Monday, December 17, 2007

Are you the one who is to come...

Advent 3, Year A RCL

Isaiah 35:1-10
James 5:7-10
Matthew 11:2-11
Psalm 146:4-9

Are you the one who is to come, or are we to wait for another?

On this, the third Sunday of Advent 2007, still early in our church’s newest year, we hear the voice of John the Baptist – the prophet, the one who proclaimed the coming of one who would baptize with fire and the Holy Spirit. John poses a question as to the authenticity of the (then) new ministry of Jesus. His question reveals an attribute of doubt that is not often associated with this person’s story in the life of Jesus. It is an unexpected and yet understandable perspective from his point of view.

John’s role is, perhaps, a minor one in most of our conception’s of the Christian Story – though he certainly wasn’t a minor figure then. John was, as I said, a prophet, an ascetic who lived on simple foods, wore simple clothing, and preached of the coming of the Lord – that one day, one would come forth who would overturn the oppressors of God’s people, who would bring healing to those who are sick, make the blind see, make the lame walk.

He had a message for the world – to make straight their paths so that they might be ready to receive this mighty king who would bring good news to the poor. Talk about preaching for Advent! John’s message was one of anticipation – of waiting and of preparation. His was a message was both of great hope, and of great warning – that those who were not ready for this king would be in for it when he arrived on the scene.
◆ ◆ ◆
Direction 1: Locate every row that contains the string "unit", with case counting, and copy each of those rows in full.
These rows are unrelated to the Advent sermon.
◆ ◆ ◆
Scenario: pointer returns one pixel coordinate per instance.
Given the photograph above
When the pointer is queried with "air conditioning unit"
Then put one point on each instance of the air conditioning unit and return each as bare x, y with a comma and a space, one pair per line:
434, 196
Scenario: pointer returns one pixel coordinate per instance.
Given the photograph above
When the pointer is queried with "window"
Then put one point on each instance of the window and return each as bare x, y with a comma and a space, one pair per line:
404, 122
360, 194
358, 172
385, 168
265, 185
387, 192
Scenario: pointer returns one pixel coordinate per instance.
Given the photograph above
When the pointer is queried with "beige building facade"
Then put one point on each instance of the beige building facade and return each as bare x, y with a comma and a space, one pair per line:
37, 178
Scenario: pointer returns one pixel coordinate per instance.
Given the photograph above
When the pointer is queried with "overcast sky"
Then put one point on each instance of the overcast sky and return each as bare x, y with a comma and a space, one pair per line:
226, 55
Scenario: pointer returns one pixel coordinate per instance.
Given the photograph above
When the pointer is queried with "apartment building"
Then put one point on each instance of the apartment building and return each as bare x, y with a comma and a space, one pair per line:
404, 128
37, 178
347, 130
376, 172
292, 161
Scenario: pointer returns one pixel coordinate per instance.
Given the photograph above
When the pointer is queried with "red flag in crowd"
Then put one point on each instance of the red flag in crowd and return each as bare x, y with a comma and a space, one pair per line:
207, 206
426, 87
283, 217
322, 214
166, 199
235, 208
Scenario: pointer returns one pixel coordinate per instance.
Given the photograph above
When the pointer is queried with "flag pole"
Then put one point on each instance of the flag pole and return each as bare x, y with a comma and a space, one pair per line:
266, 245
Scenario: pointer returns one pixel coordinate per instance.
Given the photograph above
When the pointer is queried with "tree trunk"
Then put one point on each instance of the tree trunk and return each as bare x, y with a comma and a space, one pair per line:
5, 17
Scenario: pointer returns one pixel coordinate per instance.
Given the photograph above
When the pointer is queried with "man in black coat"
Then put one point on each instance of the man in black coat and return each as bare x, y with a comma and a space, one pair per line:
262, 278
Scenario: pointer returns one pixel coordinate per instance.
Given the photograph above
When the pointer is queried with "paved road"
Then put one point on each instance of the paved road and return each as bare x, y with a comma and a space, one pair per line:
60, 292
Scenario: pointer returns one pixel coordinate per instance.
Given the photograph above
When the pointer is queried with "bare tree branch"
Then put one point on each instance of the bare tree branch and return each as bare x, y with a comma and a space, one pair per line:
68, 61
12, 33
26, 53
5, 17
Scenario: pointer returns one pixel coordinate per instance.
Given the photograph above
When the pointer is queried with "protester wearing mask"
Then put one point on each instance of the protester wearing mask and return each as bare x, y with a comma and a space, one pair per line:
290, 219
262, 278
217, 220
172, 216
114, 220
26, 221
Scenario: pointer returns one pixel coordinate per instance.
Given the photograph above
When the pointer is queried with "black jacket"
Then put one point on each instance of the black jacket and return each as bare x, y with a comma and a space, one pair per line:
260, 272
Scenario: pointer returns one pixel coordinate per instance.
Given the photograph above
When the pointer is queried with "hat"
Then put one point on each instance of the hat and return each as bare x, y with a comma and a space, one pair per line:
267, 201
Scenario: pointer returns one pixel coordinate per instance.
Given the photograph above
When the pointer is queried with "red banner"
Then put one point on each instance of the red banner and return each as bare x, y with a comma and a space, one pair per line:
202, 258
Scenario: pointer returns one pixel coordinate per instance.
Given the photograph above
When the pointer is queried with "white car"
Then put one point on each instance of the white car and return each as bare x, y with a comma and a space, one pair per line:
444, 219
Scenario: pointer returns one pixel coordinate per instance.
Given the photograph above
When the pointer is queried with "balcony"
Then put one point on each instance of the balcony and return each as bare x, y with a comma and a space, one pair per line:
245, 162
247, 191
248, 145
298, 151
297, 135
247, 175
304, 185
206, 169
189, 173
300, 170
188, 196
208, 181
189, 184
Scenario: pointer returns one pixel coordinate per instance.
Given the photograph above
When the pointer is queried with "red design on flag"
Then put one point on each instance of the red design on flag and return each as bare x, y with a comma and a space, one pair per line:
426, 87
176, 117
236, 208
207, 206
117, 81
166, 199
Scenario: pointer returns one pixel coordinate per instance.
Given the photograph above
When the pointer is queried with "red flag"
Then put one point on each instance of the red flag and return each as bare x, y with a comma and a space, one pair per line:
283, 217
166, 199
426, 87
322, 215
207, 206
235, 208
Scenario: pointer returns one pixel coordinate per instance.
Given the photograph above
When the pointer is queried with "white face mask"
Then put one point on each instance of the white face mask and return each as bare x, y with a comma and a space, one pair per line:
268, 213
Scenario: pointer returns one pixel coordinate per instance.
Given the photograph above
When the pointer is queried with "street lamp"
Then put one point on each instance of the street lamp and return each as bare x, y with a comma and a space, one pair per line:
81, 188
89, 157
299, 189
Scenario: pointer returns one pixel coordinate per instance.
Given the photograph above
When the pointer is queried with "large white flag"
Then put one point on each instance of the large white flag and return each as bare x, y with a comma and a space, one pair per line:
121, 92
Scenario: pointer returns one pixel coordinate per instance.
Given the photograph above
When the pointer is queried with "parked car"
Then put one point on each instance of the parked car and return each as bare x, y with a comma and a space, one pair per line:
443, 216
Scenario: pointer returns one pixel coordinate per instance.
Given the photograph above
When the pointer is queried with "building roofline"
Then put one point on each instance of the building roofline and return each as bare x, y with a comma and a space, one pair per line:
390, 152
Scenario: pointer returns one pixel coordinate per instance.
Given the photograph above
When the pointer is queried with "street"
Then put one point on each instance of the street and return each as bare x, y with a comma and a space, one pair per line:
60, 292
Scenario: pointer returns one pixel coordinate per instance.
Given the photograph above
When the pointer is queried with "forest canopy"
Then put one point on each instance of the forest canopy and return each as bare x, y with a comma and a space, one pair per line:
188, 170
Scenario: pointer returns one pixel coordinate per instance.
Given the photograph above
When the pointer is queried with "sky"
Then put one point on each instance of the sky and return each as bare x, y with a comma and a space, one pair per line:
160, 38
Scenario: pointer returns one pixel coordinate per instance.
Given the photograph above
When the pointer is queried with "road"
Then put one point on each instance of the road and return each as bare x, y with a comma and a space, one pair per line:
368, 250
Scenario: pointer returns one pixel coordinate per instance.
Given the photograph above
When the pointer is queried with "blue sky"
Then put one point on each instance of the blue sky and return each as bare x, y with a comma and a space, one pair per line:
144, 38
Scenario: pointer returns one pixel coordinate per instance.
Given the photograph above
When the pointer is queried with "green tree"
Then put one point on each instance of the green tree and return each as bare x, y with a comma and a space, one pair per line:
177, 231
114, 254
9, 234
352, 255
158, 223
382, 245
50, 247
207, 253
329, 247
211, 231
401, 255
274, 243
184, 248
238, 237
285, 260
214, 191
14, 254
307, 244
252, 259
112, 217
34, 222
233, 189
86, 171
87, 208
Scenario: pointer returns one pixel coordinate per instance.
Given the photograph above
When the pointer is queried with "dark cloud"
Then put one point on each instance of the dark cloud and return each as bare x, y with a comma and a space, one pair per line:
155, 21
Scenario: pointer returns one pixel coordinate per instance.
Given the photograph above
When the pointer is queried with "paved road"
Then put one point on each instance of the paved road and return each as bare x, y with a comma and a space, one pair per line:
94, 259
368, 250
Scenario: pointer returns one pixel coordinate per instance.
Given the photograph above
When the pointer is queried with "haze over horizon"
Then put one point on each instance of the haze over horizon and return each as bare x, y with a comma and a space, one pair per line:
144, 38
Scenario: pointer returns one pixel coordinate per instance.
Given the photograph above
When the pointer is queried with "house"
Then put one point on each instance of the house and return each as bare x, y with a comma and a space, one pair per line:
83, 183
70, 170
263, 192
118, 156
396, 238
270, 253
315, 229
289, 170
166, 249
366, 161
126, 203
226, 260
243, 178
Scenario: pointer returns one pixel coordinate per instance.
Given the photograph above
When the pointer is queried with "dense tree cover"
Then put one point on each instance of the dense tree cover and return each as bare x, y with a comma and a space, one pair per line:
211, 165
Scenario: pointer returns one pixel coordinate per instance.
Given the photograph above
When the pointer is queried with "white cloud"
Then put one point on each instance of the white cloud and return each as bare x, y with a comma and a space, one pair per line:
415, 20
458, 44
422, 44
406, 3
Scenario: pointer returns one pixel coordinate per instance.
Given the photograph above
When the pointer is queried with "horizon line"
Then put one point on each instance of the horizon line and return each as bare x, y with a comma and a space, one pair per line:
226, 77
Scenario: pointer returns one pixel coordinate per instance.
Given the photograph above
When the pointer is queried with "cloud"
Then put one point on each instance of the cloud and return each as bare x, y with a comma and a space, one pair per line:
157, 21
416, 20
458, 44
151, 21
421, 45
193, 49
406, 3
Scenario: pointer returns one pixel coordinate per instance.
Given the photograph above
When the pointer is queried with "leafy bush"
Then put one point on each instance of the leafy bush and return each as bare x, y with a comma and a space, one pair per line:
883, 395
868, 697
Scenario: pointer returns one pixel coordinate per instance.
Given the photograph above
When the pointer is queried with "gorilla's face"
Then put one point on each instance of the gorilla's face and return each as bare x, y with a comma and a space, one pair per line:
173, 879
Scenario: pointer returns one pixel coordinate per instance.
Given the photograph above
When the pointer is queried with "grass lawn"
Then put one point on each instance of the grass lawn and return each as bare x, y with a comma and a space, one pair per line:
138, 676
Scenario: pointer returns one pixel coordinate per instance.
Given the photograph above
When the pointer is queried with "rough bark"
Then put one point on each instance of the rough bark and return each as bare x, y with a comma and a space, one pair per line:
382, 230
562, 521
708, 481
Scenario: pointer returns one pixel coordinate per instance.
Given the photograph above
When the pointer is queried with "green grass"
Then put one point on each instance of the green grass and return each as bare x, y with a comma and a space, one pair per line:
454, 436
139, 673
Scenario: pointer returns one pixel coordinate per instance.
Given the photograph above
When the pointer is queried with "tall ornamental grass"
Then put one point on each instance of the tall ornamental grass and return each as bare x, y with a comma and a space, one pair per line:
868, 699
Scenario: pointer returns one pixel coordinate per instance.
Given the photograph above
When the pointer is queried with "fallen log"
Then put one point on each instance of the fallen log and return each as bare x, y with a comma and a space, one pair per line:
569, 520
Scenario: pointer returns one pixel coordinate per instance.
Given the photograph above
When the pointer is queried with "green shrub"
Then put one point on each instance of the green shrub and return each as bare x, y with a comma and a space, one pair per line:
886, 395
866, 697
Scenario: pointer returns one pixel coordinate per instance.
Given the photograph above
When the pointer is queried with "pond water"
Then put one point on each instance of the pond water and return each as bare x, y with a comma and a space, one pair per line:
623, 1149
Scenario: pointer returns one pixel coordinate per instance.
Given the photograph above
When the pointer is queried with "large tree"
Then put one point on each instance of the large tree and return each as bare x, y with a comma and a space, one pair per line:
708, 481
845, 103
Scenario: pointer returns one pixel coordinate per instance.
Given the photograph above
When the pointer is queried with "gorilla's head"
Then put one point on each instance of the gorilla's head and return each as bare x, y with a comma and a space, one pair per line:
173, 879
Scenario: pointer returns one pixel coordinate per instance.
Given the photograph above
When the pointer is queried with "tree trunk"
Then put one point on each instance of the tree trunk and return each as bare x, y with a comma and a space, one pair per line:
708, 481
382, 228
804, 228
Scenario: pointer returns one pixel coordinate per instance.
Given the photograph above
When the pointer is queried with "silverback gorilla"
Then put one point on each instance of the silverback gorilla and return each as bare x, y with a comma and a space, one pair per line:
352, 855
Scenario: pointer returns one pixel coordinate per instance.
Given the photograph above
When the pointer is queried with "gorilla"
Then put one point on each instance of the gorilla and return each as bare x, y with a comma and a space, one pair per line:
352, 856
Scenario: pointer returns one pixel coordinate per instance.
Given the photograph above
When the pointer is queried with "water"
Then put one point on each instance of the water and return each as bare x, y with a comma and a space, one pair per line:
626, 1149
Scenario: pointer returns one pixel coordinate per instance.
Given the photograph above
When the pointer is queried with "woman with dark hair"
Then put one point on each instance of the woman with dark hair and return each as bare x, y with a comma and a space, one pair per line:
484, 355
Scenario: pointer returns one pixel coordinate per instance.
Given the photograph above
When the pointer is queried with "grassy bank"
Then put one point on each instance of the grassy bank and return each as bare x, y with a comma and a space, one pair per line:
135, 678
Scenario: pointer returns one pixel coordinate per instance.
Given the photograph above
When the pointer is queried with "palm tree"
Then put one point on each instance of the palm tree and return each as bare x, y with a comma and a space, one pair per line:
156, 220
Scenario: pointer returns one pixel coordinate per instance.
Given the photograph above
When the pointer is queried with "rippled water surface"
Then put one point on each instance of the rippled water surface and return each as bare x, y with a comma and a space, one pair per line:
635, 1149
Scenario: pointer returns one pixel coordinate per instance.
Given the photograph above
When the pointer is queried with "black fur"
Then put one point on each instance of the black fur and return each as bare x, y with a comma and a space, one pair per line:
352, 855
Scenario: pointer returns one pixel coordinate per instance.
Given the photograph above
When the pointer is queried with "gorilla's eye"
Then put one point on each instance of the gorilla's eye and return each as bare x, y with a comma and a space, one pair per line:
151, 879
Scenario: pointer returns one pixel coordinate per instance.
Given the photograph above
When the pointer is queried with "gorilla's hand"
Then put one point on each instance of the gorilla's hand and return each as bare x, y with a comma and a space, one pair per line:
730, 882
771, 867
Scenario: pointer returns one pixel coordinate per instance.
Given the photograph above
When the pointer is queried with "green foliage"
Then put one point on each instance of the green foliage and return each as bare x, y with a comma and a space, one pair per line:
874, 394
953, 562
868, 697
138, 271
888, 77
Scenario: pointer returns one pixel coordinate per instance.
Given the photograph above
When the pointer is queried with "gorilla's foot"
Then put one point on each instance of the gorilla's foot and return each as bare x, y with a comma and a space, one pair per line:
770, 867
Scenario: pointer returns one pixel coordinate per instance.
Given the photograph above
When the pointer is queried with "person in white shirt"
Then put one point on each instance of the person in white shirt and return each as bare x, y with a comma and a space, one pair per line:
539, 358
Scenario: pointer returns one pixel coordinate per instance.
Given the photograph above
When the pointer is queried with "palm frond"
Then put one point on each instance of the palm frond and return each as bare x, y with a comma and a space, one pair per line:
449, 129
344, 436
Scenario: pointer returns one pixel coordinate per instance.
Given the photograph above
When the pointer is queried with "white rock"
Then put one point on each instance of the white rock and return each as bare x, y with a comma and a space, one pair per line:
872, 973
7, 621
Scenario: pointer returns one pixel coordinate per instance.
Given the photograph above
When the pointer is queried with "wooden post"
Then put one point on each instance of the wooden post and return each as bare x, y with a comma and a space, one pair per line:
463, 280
◆ ◆ ◆
Direction 2: Please write out the whole Advent sermon again, word for word.

Full output 1:
When the pointer is queried with "air conditioning unit"
Then put one point on each instance of the air conditioning unit and return each as bare x, y with a comma and a space, one pair per line:

Full output 2:
Monday, December 17, 2007

Are you the one who is to come...

Advent 3, Year A RCL

Isaiah 35:1-10
James 5:7-10
Matthew 11:2-11
Psalm 146:4-9

Are you the one who is to come, or are we to wait for another?

On this, the third Sunday of Advent 2007, still early in our church’s newest year, we hear the voice of John the Baptist – the prophet, the one who proclaimed the coming of one who would baptize with fire and the Holy Spirit. John poses a question as to the authenticity of the (then) new ministry of Jesus. His question reveals an attribute of doubt that is not often associated with this person’s story in the life of Jesus. It is an unexpected and yet understandable perspective from his point of view.

John’s role is, perhaps, a minor one in most of our conception’s of the Christian Story – though he certainly wasn’t a minor figure then. John was, as I said, a prophet, an ascetic who lived on simple foods, wore simple clothing, and preached of the coming of the Lord – that one day, one would come forth who would overturn the oppressors of God’s people, who would bring healing to those who are sick, make the blind see, make the lame walk.

He had a message for the world – to make straight their paths so that they might be ready to receive this mighty king who would bring good news to the poor. Talk about preaching for Advent! John’s message was one of anticipation – of waiting and of preparation. His was a message was both of great hope, and of great warning – that those who were not ready for this king would be in for it when he arrived on the scene.